───── Information provided ─────
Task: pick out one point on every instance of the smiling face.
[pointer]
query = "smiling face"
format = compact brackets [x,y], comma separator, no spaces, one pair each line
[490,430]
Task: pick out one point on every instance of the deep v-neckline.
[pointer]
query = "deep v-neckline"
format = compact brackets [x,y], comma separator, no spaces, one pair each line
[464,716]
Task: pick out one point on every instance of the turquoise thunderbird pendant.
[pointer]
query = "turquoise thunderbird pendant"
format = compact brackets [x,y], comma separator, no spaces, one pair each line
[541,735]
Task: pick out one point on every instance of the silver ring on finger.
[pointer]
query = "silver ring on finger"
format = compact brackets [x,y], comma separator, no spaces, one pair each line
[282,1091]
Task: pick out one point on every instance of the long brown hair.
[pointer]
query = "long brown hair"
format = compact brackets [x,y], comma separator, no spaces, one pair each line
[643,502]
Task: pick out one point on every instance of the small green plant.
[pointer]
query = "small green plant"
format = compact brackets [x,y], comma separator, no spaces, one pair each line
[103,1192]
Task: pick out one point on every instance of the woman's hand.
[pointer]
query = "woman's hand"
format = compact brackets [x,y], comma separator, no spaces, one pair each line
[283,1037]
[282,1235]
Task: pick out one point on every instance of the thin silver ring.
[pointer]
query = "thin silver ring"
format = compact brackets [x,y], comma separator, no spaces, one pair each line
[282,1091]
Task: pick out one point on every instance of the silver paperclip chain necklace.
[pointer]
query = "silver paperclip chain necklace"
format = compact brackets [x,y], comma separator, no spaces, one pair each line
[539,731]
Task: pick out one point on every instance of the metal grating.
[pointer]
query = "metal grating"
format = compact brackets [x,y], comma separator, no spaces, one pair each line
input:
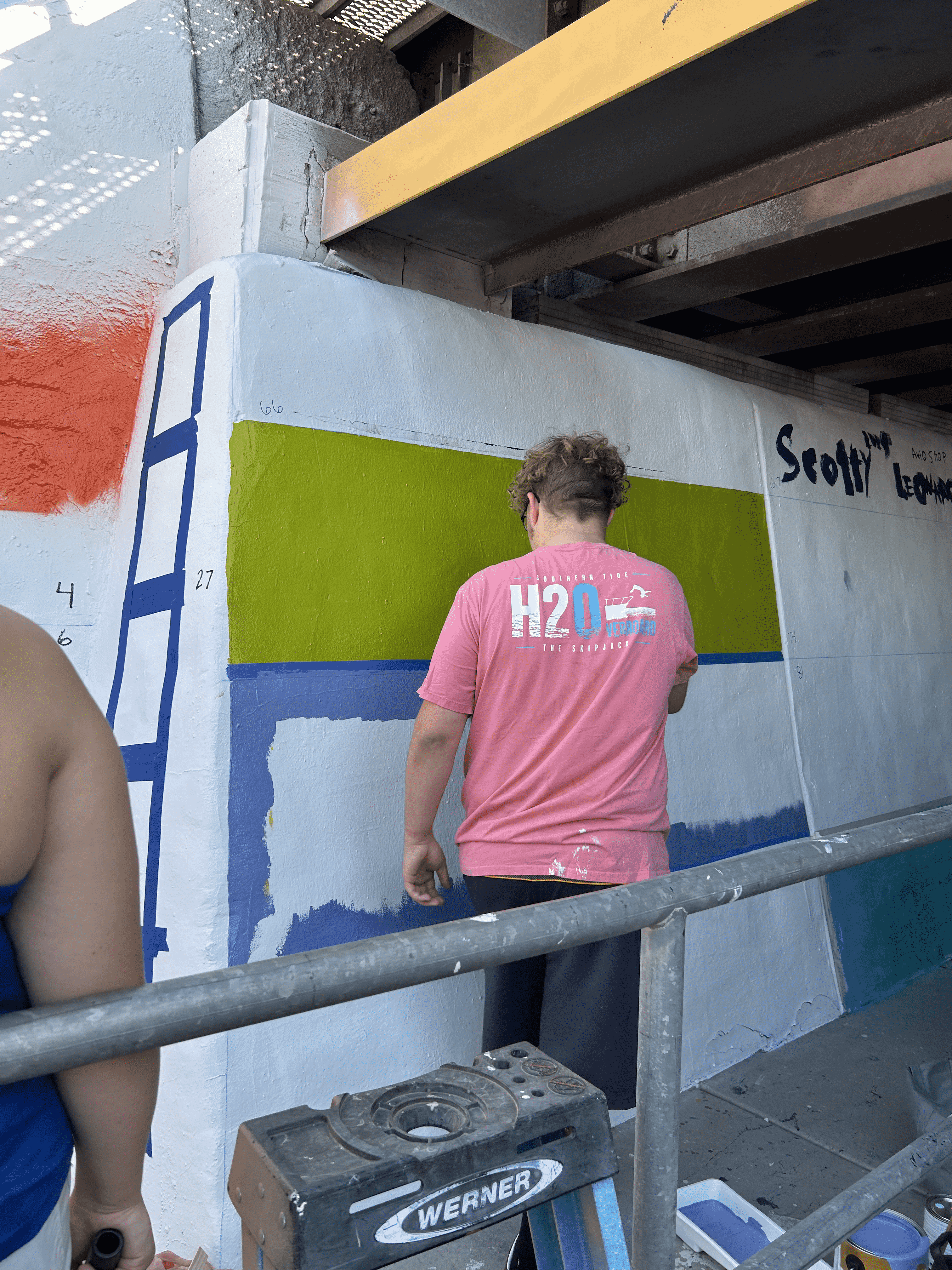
─────
§ Exercise task
Arrange every line of the records above as a numbered list, skipping any blank lines and leaving out the pictures.

§ Task answer
1. Task: pick out one point on every instance of the smiling face.
2. [pointer]
3. query = "smiling face"
4. format = compact brackets [x,y], comma separator, no spaces, one pair each line
5. [490,430]
6. Task: pick out one point on every instance of the deep v-neckline.
7. [pointer]
8. query = "deep v-neckline"
9. format = compact brackets [x,y], comma separator, no spaces, one pair each line
10. [464,716]
11. Task: pick out one point on every instance of the turquoise thunderbird pendant.
12. [pointer]
13. query = "turquoise thunderbird pendant"
14. format = compact brackets [x,y], comma separator, no spaces, one pair each line
15. [541,735]
16. Task: pick out one point on every instance of the silver ring on finger.
17. [pointer]
18. query = "silver ring on finger"
19. format = compact brackets [x,y], comma separator, no spaces, one pair each line
20. [282,1091]
21. Task: pick out one point on every instance of the long brown hair.
22. [pointer]
23. query = "long brown hair"
24. format = compact brackets [x,y], comma separator, no spaces, one pair each line
25. [643,502]
26. Task: pick out one point on every instance of the small green plant.
27. [pointer]
28. query = "small green plant"
29. format = compact brackets [x,y], comma separator, no spaces, one pair each line
30. [103,1192]
31. Task: pick out one point on every instance of the woman's hand.
32. [pointer]
33. query = "woman's hand"
34. format = compact brackets [x,y], comma separator, no spaces, one pair each line
35. [283,1037]
36. [282,1235]
37. Task: pick out one point on every instance of the thin silver ring.
38. [pointer]
39. query = "thin silver ring"
40. format = compact brackets [x,y], comma separator, no spaces, one pair each line
41. [282,1091]
42. Task: pick out one point on every instance of the silver paperclip chain necklace.
43. [pointer]
44. query = "silver paperclip chain necklace"
45. format = compact brackets [x,y], comma separator, no spaces, one pair each line
46. [539,731]
47. Task: pick out one point on every instance of the metal grating.
48. [pointer]
49. query = "metal grating"
50. format = compact brackets [x,y], comma separator, no spaces, one pair each line
51. input:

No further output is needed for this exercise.